Task directions ▸ Rewrite everything from the line containing "Can you see the finger?" down to the end of the rows, swapping "Mark each instance" for "Flag every instance" and leaving the rest untouched.

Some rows

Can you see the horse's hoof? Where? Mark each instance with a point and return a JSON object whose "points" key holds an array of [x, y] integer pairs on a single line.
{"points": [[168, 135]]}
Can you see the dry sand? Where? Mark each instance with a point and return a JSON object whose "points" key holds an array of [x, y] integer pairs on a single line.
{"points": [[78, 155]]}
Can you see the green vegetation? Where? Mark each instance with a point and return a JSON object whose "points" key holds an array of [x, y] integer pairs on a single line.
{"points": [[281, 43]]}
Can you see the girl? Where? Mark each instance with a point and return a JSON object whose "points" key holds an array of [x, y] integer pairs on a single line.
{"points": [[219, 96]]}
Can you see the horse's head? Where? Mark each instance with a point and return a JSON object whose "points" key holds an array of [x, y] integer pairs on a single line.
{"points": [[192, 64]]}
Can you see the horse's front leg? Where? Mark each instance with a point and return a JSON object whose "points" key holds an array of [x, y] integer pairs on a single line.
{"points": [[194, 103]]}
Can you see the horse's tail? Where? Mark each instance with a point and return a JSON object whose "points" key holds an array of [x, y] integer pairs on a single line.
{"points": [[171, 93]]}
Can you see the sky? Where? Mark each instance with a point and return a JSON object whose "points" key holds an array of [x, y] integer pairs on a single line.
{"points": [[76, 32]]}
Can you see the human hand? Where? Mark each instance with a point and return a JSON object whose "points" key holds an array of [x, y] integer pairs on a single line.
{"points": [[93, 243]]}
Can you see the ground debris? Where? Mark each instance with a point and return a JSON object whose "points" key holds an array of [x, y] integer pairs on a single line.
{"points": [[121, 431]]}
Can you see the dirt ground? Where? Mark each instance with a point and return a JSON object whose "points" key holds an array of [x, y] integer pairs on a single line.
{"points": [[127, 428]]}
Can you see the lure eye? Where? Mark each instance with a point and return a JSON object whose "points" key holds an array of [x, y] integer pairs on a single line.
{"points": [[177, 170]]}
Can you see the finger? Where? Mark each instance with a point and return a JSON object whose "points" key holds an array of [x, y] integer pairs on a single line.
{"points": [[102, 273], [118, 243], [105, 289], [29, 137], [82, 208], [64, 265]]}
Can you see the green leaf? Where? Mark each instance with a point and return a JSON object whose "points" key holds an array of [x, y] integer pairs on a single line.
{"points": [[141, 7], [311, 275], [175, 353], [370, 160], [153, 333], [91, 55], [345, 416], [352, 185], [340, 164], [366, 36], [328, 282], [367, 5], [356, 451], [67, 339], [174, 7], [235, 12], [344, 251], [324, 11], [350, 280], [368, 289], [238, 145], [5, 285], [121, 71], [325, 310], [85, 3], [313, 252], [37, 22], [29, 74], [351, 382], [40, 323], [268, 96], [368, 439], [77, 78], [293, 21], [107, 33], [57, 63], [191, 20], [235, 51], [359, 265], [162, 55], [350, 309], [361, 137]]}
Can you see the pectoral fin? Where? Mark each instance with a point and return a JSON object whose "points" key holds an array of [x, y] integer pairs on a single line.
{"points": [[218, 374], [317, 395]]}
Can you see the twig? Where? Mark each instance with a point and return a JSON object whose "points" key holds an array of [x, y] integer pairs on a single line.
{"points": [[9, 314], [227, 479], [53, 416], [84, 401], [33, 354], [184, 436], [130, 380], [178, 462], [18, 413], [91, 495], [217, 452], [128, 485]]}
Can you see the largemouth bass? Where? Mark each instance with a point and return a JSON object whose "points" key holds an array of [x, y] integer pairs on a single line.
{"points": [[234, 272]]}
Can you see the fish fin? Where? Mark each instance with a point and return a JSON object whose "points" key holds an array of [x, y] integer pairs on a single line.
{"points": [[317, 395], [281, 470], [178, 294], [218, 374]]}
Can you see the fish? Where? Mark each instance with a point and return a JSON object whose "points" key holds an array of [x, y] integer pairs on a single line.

Task solution ▸
Can you see the finger? Where? Flag every instance with a point and return a JSON object whose "points" key holds an array of [x, y] integer pairs on a single line.
{"points": [[102, 273], [118, 243], [105, 289], [29, 137], [82, 208], [64, 265]]}
Can you see the green leaf? Where? Flag every instance with a point and return a JSON object whose "points" key holds an array of [x, y] integer pairs on a single line.
{"points": [[141, 7], [311, 275], [175, 353], [370, 160], [153, 333], [91, 55], [345, 416], [352, 185], [340, 164], [366, 36], [328, 282], [367, 5], [356, 451], [67, 339], [174, 7], [235, 12], [344, 251], [324, 11], [350, 280], [368, 289], [238, 145], [5, 285], [121, 71], [325, 310], [85, 3], [313, 252], [37, 22], [29, 74], [351, 382], [40, 323], [268, 96], [368, 439], [77, 78], [293, 21], [107, 33], [57, 63], [191, 20], [235, 51], [359, 265], [162, 55], [350, 309], [361, 137]]}
Can you see the pectoral fin? Where? Flag every instance with a point and return a JSON object whose "points" key holds an array of [x, y] integer pairs on a single line.
{"points": [[218, 374], [317, 395]]}
Can you see the twig? Where? Flag every instance with a point and return a JSON object whose "points" key holds an array of [x, y] integer pairs on a single line.
{"points": [[9, 314], [227, 479], [53, 416], [84, 401], [33, 354], [184, 436], [130, 380], [178, 462], [18, 413], [91, 495], [217, 452], [128, 485]]}
Can you see the largemouth bass? Where? Flag every instance with a point and return a JSON object whose "points" key holds an array of [x, y] integer pairs on a single line.
{"points": [[234, 272]]}
Can you see the fish fin? Where? Flag every instance with a point and return a JSON object whose "points" key holds an array of [x, y] integer pairs on a single line.
{"points": [[317, 395], [281, 470], [178, 294], [218, 374]]}
Can you see the fish? Where? Flag every instance with a point and return a JSON object whose "points" key holds an array of [x, y] integer pairs on a single line.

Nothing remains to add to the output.